The task: Switch every "one dot per instance" in the lines below to "one marker per instance" and keep everything else the same. Leave the pictures out.

[Start of Source records]

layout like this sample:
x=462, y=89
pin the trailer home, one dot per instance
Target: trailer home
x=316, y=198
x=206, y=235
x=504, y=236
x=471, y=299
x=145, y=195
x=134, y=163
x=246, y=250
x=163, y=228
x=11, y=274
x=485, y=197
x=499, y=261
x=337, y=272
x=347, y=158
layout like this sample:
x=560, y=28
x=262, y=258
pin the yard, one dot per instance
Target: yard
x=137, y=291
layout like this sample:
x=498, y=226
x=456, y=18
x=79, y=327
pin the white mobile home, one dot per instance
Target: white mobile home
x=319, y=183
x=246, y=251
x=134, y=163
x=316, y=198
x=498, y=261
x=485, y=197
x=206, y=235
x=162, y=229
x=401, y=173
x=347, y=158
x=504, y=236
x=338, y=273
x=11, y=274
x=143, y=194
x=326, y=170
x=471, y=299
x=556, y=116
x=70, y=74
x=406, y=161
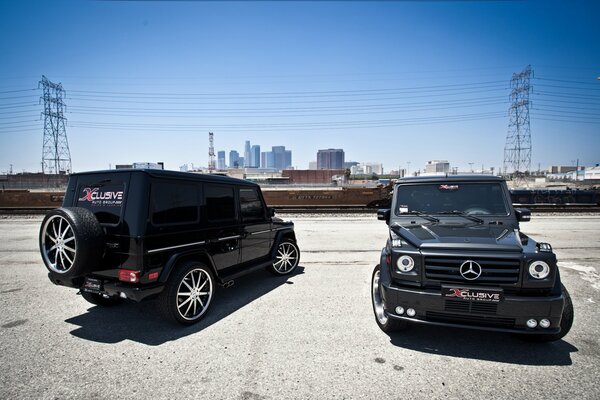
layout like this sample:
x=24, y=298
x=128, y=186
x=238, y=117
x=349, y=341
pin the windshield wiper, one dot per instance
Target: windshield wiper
x=422, y=215
x=463, y=214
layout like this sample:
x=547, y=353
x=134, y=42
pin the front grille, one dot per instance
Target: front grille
x=466, y=319
x=471, y=307
x=494, y=271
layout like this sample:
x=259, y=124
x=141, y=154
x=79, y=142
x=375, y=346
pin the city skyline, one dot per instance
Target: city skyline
x=399, y=83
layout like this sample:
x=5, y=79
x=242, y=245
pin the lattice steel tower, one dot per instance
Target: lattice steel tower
x=517, y=150
x=211, y=153
x=56, y=157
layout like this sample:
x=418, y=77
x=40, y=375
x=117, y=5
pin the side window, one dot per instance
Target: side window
x=174, y=203
x=251, y=205
x=220, y=203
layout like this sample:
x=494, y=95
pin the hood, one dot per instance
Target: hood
x=472, y=237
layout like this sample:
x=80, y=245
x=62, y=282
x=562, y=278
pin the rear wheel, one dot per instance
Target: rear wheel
x=384, y=322
x=566, y=322
x=101, y=299
x=71, y=242
x=188, y=294
x=287, y=258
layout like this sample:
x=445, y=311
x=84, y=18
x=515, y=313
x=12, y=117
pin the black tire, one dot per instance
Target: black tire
x=188, y=294
x=71, y=242
x=385, y=323
x=566, y=322
x=287, y=258
x=102, y=300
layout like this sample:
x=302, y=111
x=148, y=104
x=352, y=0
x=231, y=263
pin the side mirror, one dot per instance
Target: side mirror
x=383, y=214
x=523, y=214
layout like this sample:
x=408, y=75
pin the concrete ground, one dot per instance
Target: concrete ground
x=311, y=336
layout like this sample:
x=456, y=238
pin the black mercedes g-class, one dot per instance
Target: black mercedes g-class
x=456, y=257
x=135, y=234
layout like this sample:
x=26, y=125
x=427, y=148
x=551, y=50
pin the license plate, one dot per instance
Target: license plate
x=491, y=295
x=92, y=285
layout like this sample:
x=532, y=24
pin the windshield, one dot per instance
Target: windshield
x=468, y=198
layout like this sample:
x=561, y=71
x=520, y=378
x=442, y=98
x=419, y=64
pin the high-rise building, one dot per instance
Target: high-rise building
x=330, y=159
x=267, y=160
x=282, y=158
x=247, y=154
x=234, y=159
x=221, y=160
x=255, y=156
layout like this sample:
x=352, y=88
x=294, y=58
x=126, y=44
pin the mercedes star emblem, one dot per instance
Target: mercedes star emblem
x=470, y=270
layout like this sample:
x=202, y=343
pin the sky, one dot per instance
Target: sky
x=394, y=82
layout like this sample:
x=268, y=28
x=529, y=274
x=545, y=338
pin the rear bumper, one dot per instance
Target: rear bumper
x=507, y=315
x=114, y=288
x=131, y=292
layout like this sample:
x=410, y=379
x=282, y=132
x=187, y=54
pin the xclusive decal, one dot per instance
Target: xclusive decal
x=105, y=197
x=469, y=294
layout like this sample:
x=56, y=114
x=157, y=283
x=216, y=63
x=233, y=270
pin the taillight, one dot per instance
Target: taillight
x=128, y=275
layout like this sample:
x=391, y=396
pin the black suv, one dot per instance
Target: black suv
x=134, y=234
x=456, y=257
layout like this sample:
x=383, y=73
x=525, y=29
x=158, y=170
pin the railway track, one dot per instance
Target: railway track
x=351, y=209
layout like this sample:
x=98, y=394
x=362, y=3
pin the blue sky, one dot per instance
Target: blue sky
x=393, y=82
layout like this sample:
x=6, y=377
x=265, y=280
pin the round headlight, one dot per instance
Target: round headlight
x=539, y=269
x=405, y=263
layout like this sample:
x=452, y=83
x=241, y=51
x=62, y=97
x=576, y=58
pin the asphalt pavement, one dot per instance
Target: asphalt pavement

[End of Source records]

Solved problem:
layout like this sample:
x=462, y=89
pin the trailer home, one marker per instance
Target: trailer home
x=316, y=198
x=206, y=235
x=504, y=236
x=471, y=299
x=145, y=195
x=134, y=163
x=246, y=250
x=163, y=228
x=11, y=274
x=485, y=197
x=499, y=261
x=337, y=272
x=347, y=158
layout like this sample:
x=560, y=28
x=262, y=258
pin the yard, one marker per instance
Target: yard
x=137, y=291
layout like this sample:
x=498, y=226
x=456, y=18
x=79, y=327
pin the white mobile home, one marker per instance
Target: white mobile home
x=319, y=183
x=246, y=251
x=134, y=163
x=316, y=198
x=498, y=261
x=485, y=197
x=206, y=235
x=162, y=229
x=401, y=173
x=347, y=158
x=504, y=236
x=338, y=273
x=11, y=274
x=143, y=194
x=326, y=170
x=471, y=299
x=556, y=116
x=70, y=74
x=406, y=161
layout like this sample:
x=24, y=298
x=128, y=186
x=238, y=117
x=349, y=341
pin the windshield wiper, one marker per instance
Target: windshield wiper
x=422, y=215
x=463, y=214
layout like this sample:
x=547, y=353
x=134, y=42
pin the front grille, one marker per instance
Target: front grille
x=466, y=319
x=471, y=307
x=494, y=271
layout like this sample:
x=259, y=124
x=141, y=154
x=79, y=142
x=375, y=346
pin the city skyline, one marker per instance
Target: city skyline
x=399, y=83
layout like this sample:
x=5, y=79
x=242, y=245
pin the lattice steel tower, one marker per instance
Target: lattice steel tower
x=517, y=150
x=211, y=153
x=56, y=157
layout like this sample:
x=418, y=77
x=40, y=375
x=117, y=5
pin the side window, one marker per instance
Target: side window
x=174, y=203
x=251, y=205
x=220, y=203
layout like this sample:
x=494, y=95
pin the hood, one marker per instance
Target: hood
x=472, y=237
layout like this sample:
x=80, y=245
x=62, y=282
x=562, y=278
pin the rear wheel, one marker per instance
Target: rear wheel
x=384, y=322
x=566, y=322
x=101, y=299
x=71, y=242
x=188, y=294
x=287, y=258
layout like this sample:
x=445, y=311
x=84, y=18
x=515, y=313
x=12, y=117
pin the black tire, one marker per instance
Target: black tire
x=188, y=294
x=71, y=242
x=385, y=323
x=566, y=322
x=287, y=258
x=102, y=300
layout like this sample:
x=302, y=111
x=148, y=104
x=352, y=0
x=231, y=263
pin the side mirror, one marker per instance
Target: side mirror
x=383, y=214
x=523, y=214
layout like this sample:
x=408, y=75
pin the concrete ground, one marker per instance
Target: concrete ground
x=311, y=336
layout like this sample:
x=456, y=238
pin the black mercedes g-class, one marker per instance
Target: black mercedes g-class
x=456, y=257
x=135, y=234
layout like this sample:
x=26, y=125
x=427, y=148
x=551, y=50
pin the license plate, one marker per instance
Target: license plate
x=491, y=295
x=92, y=285
layout like this sample:
x=532, y=24
pin the windshield, one marker per instance
Target: windshield
x=468, y=198
layout like this sample:
x=561, y=71
x=520, y=378
x=442, y=98
x=419, y=64
pin the high-rise building, one marker per instance
Target: high-rise building
x=330, y=159
x=267, y=160
x=282, y=158
x=247, y=154
x=234, y=159
x=221, y=160
x=255, y=156
layout like this sample:
x=352, y=88
x=294, y=58
x=126, y=44
pin the mercedes star emblem, one marker per instance
Target: mercedes star emblem
x=470, y=270
layout like this sample:
x=202, y=343
pin the sky, one marker per instance
Target: sky
x=394, y=82
layout like this sample:
x=268, y=28
x=529, y=274
x=545, y=338
pin the rear bumper, one marker per instance
Target: rear bumper
x=507, y=315
x=114, y=288
x=131, y=292
layout like this sample:
x=410, y=379
x=282, y=132
x=187, y=54
pin the xclusive decal, one marker per instance
Target: xclusive decal
x=105, y=197
x=469, y=294
layout like this sample:
x=56, y=114
x=157, y=283
x=216, y=63
x=233, y=270
pin the taillight, one marker per instance
Target: taillight
x=128, y=275
layout like this sample:
x=391, y=396
pin the black suv, one marker per instance
Target: black suv
x=134, y=234
x=456, y=257
layout like this sample:
x=383, y=73
x=525, y=29
x=158, y=170
pin the railway track, one marker per instance
Target: railway track
x=351, y=209
layout like this sample:
x=98, y=394
x=362, y=3
pin the blue sky, one marker per instance
Target: blue sky
x=393, y=82
layout like this sample:
x=6, y=377
x=265, y=280
pin the round headlight, one marker per instance
Target: round headlight
x=539, y=269
x=405, y=263
layout like this sample:
x=452, y=83
x=241, y=51
x=62, y=97
x=576, y=58
pin the asphalt pavement, one marker per instance
Target: asphalt pavement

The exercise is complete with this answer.